Das haben ihm seine Gegner, darunter durchaus kluge Menschen, heftig zum Vorwurf gemacht, weil sie Beweglichkeit mit Opportunismus gleichgesetzt haben, so, als praktiziere dieser Autor lebenslang eine persönliche Variante des Adenauerschen „Was interessiert mich mein Geschwätz von gestern?“ Enzensberger gehörte dankenswerter Weise von Anfang an nicht zu denen, die „einen Standpunkt einnehmen“ und für den Rest ihres Lebens darauf stehen bleiben. Seine Beweglichkeit hat mit Opportunismus nichts zu tun, sondern mit Zeitgenossenschaft. Denn wenn die Zeiten sich ändern, und das tun sie ja, wie wir spätestens seit 1964 von Bob Dylan wissen, dann muss sich doch auch der Zeitgenosse ändern. Oder er kapituliert einfach und sagt: „Ich komme nicht mehr mit, ich bleibe hier stehen.“ Auch das ist eine Haltung, die man respektieren muss, aber es war nie die von Hans Magnus Enzensberger.

Eine seiner berühmtesten Zeilen, aus dem Gedicht Schaum, lautet: „Ich bin keiner von uns.“ Es ist eine unzulässige Vergröberung, dies als Variation auf Brechts „In mir habt ihr einen, auf den könnt ihr nicht bauen“ zu lesen. Bauen konnten wir auf HME von Anfang an, vor allem auf seine analytischen Fähigkeiten und seinen Hang, genauer hinzusehen. Seine Königsdisziplin ist ja nicht das Gedicht, sondern der analytische Essay, angefangen mit solchen Klassikern wie Die Sprache des SPIEGEL oder Journalismus als Eiertanz, eine Untersuchung der FAZ zu Beginn der sechziger Jahre. Zeitgenossen waren die anderen Autoren seiner Generation ja auch; sie unterschrieben Manifeste und äußerten Meinungen. Enzensberger war das bloße Meinen jedoch nie genug, und wo das doch einmal der Fall war, ging es schief, vor allem in dem berühmten SPIEGEL-Essay über Saddam Hussein mit dem Titel Hitlers Wiedergänger.

» **Rohdaten**:
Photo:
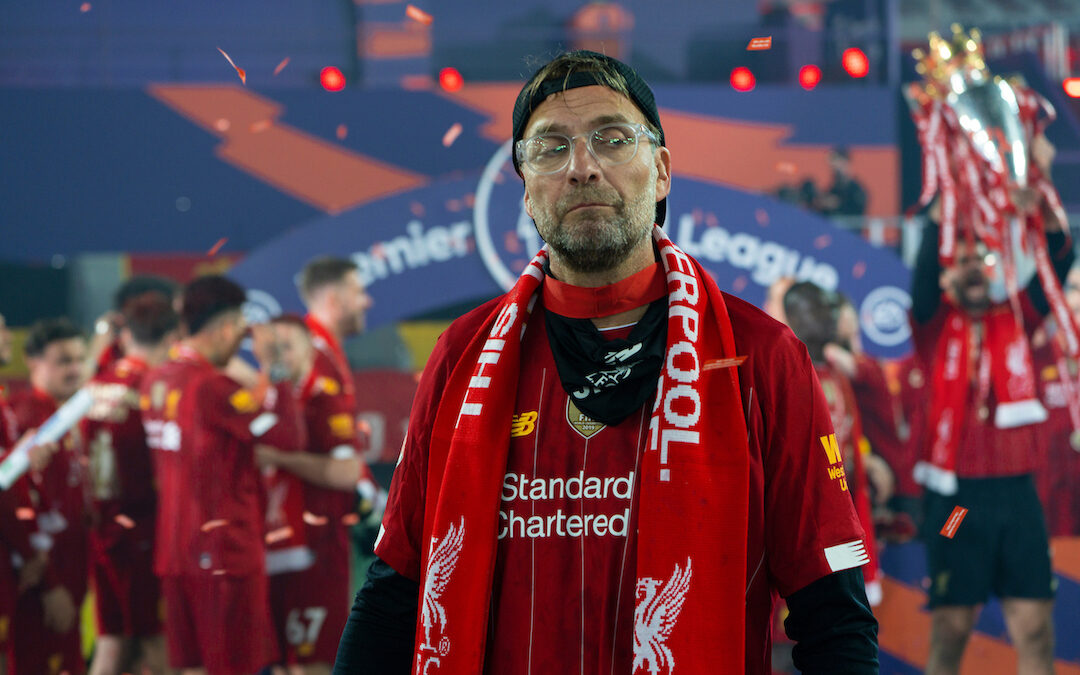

» **Aufgabe 1**:
Welche Textform bezeichnet der Text über Enzensberger als seine Königsdisziplin?
» **Aufgabe 2**:
Übertrage aus dem Text über Enzensberger wortgetreu die Stelle von „Eine seiner berühmtesten“ bis „Titel Hitlers Wiedergänger.“.

» **Ergebnis 1**:
Den analytischen Essay.

» **Ergebnis 2**:
Eine seiner berühmtesten Zeilen, aus dem Gedicht Schaum, lautet: „Ich bin keiner von uns.“ Es ist eine unzulässige Vergröberung, dies als Variation auf Brechts „In mir habt ihr einen, auf den könnt ihr nicht bauen“ zu lesen. Bauen konnten wir auf HME von Anfang an, vor allem auf seine analytischen Fähigkeiten und seinen Hang, genauer hinzusehen. Seine Königsdisziplin ist ja nicht das Gedicht, sondern der analytische Essay, angefangen mit solchen Klassikern wie Die Sprache des SPIEGEL oder Journalismus als Eiertanz, eine Untersuchung der FAZ zu Beginn der sechziger Jahre. Zeitgenossen waren die anderen Autoren seiner Generation ja auch; sie unterschrieben Manifeste und äußerten Meinungen. Enzensberger war das bloße Meinen jedoch nie genug, und wo das doch einmal der Fall war, ging es schief, vor allem in dem berühmten SPIEGEL-Essay über Saddam Hussein mit dem Titel Hitlers Wiedergänger.